● **PASSAGE PROVIDED**

The Glass Shop | Teen Ink

The Glass Shop

October 30, 2010
By Anonymous

I grew up in a glass blowing studio. Both my parents were glassblowers, and their studio was right inside our house. Being an only child in a small, rural town with few neighbors or kids my age, I spent most of my time hanging around in the glass shop with my parents. The shop was our work place and family room all in one.

The glass shop was a large room below street level with a concrete floor and white sheet rock walls (Except for one rock wall that remained from the building’s old foundation). The floor was always littered with little, glittering bits of colored glass. Having a concrete floor was a great convenience. It wasn’t always the coziest thing in the winter, but if I wanted to ride my scooter in the shop or draw on the floor with chalk, I could. In the center of the shop was a big, steel worktable. I can recall a time, when I still had training wheels on my bike, that my dad and I would race our bikes in circles around it. The smooth floor was also perfect for scooter races. The only rules in the glass shop were that you couldn’t walk barefoot (for obvious reasons), and you weren’t allowed to bounce balls that could get out of control and knock things over. Otherwise, as long as you didn’t break anything, you could do just about anything you wanted. My dad and I were always having squirt gun fights or rubber band fights in the shop.

The glass shop was a scene of color and clutter. Shelves filled with dust coated perfume bottles, bowls and vases lined the walls on one side of the shop. Atop the stone foundation wall were chunks of colorful, coral-like glass. Fragile, glass bubbles the size of basketballs hung from the support beams like shiny balloons. Most of these glassy orbs were of my making (my early attempts at glass blowing). Almost every year my class would take a field trip to my house to watch my parents give glass blowing demonstrations. I would also demonstrate by blowing those glass balloons. I loved those field trips. All my classmates thought it was so cool that I had glassblowers for parents. They’d walk into the glass shop, look around in awe and say, “Whoa! You get to live here? You’re so lucky!”

One of my favorite parts of the shop was the great, four-paned window that faced the back yard. On its sills sat fragments of frosted, sea-green, plate glass sculptures that resembled crashing waves and oceans of prairie grass rippling in the wind. I loved the way these fragments glowed in the afternoon sunlight that flooded in through the window.

The shop was always brightly lit by long bars of fluorescent lights - except for the shadowed end of the room where the beast, the glass furnace, slept. Like a great iron dragon it slumbered, grumbling in the corner under its metal hood. You could hear a constant, low rumble emanating from the fire that burned within the beast’s belly. When the top of the furnace was rolled back, the agitated beast would awake, roaring and spewing molten fire.

The furnace also offered a sense of warmth and welcome. It was our main source of heat during the long winter months and was my dad’s favorite place in the house to be. No matter what time of the year, you could always find him there taking afternoon naps in his beat up, plastic chaise lounge or standing with his back to the furnace, “warming his buns” as he called it.

● **TASK ITEM A**
Quote the passage of the glass shop essay that begins at the words "The furnace also" and stops after "he called it.", copying it word for word.
● **TASK ITEM B**
Write what comes next in the essay about growing up in a glass blowing studio, picking up right after its last sentence.
The data after this essay is separate material, unrelated to it.

● **ENTRIES PROVIDED**

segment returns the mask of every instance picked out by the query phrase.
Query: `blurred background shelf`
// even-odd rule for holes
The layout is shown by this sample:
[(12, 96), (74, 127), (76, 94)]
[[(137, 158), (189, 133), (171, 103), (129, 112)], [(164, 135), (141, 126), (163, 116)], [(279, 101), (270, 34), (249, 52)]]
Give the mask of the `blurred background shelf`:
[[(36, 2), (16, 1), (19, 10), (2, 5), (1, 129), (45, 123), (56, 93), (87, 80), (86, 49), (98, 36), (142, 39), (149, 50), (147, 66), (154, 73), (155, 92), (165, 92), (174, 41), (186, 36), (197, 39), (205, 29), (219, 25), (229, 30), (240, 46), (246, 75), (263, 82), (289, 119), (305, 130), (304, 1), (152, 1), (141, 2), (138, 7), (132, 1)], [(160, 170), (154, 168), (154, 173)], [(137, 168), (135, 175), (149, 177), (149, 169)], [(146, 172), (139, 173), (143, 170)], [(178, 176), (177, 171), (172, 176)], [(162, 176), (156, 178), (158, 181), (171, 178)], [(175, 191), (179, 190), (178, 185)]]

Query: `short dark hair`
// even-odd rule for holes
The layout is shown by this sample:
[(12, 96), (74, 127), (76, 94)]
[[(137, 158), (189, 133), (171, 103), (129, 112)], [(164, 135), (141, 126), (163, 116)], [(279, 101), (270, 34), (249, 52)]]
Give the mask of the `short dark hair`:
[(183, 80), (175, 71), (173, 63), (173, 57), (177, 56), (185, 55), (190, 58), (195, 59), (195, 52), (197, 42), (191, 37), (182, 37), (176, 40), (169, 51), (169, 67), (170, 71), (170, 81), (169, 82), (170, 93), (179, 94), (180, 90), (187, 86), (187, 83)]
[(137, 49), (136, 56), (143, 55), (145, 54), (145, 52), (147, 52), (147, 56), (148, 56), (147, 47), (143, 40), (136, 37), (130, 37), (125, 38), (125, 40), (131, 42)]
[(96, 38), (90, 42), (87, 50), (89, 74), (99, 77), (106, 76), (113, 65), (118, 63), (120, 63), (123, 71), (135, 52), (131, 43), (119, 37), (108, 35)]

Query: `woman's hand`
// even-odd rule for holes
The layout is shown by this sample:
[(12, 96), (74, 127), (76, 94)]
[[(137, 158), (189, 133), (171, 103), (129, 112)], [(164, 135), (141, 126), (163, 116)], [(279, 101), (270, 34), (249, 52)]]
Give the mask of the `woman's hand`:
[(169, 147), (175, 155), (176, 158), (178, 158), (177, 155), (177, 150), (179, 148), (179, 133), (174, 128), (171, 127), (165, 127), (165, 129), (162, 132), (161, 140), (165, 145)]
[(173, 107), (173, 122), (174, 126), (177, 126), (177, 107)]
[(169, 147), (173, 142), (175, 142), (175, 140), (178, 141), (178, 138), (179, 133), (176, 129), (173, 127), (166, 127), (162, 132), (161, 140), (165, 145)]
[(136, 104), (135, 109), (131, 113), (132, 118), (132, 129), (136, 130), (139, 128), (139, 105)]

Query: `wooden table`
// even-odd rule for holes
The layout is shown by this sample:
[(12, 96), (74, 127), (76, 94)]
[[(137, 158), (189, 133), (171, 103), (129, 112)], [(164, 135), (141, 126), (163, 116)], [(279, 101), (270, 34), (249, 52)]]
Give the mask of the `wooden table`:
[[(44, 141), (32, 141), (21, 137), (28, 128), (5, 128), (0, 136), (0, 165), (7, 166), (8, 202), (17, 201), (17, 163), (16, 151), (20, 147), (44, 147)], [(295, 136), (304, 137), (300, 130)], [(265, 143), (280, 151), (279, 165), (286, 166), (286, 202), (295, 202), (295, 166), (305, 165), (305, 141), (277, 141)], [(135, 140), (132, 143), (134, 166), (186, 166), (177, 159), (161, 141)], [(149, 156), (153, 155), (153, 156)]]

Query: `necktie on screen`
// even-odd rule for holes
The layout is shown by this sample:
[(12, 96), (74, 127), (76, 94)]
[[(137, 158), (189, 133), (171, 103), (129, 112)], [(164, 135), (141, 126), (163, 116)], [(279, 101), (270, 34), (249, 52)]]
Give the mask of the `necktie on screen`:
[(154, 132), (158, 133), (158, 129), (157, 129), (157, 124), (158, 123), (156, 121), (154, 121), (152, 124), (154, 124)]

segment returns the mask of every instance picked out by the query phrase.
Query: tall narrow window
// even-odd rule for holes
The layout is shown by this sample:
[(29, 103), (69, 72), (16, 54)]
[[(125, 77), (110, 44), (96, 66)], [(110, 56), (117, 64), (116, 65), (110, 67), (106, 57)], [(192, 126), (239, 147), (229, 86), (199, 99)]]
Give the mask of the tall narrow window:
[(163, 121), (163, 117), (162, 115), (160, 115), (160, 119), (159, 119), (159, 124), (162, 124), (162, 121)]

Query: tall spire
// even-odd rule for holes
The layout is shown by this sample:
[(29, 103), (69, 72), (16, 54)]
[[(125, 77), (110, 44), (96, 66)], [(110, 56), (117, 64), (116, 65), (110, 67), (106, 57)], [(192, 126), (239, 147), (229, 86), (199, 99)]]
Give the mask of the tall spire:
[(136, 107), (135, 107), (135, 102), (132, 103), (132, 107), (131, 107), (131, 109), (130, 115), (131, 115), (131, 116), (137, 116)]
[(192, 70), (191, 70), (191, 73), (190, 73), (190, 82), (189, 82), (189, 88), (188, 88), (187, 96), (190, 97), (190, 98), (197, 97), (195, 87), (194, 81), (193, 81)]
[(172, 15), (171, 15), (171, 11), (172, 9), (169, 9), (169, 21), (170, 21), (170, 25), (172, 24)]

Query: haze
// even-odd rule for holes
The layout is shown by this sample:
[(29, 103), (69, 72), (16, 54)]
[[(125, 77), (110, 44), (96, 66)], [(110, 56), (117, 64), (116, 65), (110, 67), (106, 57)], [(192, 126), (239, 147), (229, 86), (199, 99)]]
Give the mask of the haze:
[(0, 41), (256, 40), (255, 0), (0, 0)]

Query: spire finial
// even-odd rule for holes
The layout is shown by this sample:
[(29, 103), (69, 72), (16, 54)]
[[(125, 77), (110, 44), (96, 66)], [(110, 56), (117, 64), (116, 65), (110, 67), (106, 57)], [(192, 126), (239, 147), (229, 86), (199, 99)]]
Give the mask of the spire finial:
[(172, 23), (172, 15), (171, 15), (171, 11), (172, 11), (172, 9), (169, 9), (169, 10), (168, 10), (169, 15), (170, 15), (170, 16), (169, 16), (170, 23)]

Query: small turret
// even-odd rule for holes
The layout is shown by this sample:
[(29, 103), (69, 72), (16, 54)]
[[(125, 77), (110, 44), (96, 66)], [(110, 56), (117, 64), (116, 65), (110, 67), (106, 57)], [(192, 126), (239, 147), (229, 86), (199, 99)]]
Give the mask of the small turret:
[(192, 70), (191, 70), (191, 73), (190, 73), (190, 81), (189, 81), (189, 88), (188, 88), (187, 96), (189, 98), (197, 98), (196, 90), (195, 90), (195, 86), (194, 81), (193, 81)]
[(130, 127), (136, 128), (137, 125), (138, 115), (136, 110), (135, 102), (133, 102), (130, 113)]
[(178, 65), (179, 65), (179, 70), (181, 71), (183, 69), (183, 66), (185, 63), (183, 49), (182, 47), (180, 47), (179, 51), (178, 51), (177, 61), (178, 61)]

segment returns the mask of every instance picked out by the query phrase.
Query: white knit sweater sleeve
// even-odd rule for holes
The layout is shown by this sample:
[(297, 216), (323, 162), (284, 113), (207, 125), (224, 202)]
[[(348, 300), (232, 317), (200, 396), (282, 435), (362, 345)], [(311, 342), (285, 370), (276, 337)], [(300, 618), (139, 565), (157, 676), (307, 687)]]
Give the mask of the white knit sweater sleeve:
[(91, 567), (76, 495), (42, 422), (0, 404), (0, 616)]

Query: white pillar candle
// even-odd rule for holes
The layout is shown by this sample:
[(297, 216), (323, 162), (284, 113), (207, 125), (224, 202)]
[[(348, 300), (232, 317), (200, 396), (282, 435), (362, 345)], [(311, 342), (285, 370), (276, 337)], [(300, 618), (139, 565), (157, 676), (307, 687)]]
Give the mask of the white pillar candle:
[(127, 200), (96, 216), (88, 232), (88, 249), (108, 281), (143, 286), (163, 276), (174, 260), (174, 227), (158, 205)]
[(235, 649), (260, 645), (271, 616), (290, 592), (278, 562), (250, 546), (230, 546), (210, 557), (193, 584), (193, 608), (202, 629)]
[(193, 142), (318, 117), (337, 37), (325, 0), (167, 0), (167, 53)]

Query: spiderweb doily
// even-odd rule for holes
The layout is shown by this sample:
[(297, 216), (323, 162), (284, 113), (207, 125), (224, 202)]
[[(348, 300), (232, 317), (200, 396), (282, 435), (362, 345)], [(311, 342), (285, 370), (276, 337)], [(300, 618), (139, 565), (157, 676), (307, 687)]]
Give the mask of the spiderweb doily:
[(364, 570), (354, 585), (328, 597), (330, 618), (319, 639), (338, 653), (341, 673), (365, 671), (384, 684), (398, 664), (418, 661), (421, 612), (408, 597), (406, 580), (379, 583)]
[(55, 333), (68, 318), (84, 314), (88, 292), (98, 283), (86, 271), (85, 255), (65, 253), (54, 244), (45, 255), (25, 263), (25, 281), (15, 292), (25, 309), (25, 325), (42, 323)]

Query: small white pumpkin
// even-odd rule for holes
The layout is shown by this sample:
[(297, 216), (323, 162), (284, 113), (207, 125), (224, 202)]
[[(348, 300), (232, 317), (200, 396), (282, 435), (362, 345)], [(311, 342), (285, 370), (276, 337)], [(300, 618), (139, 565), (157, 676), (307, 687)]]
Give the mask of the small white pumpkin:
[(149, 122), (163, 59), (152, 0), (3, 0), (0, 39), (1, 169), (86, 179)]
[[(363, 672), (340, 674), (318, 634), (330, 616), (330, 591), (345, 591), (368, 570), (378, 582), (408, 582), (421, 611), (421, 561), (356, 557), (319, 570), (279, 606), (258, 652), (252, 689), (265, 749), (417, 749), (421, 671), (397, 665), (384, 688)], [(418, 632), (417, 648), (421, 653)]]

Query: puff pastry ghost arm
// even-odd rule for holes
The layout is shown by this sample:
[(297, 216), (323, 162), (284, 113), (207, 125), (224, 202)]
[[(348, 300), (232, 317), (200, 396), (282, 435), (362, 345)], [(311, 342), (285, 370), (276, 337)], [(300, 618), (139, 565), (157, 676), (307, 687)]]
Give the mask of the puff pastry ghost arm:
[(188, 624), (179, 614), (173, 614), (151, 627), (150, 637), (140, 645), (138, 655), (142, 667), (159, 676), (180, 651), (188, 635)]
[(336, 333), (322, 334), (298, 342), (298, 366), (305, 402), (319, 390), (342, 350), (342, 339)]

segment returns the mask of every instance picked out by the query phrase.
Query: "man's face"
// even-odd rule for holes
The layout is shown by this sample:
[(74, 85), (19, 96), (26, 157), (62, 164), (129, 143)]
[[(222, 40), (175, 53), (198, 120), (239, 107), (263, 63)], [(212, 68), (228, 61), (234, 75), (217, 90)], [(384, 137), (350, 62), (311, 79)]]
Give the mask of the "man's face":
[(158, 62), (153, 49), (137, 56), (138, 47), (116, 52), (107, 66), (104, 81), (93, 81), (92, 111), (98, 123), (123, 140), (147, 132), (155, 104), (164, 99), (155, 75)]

● **EXPECTED OUTPUT A**
The furnace also offered a sense of warmth and welcome. It was our main source of heat during the long winter months and was my dad’s favorite place in the house to be. No matter what time of the year, you could always find him there taking afternoon naps in his beat up, plastic chaise lounge or standing with his back to the furnace, “warming his buns” as he called it.

● **EXPECTED OUTPUT B**
To many, at first glance, the shop seemed a cluttered and dusty place, but to me, it was a place of adventure and creativity. Opposite the big, four-paned window was a tall, white, two-door cabinet. My parents bought it for me when I was very young and filled it with art supplies in the hope that it would inspire and encourage me to be creative. That white cabinet was my favorite part of the glass shop. It was all my own. In the cabinet were all the art supplies you could ever imagine. There was your basic paper, colored pencils, crayons, and markers, but that was only a small portion of what was in the cabinet. There were also things like clay, beading supplies, seashells, origami paper, ribbon, bells, paint, glitter, and so much more. With my big white cabinet full of art supplies and an endless supply of other unusual materials such as scraps of plate glass, I felt like I could create anything, anytime I wanted.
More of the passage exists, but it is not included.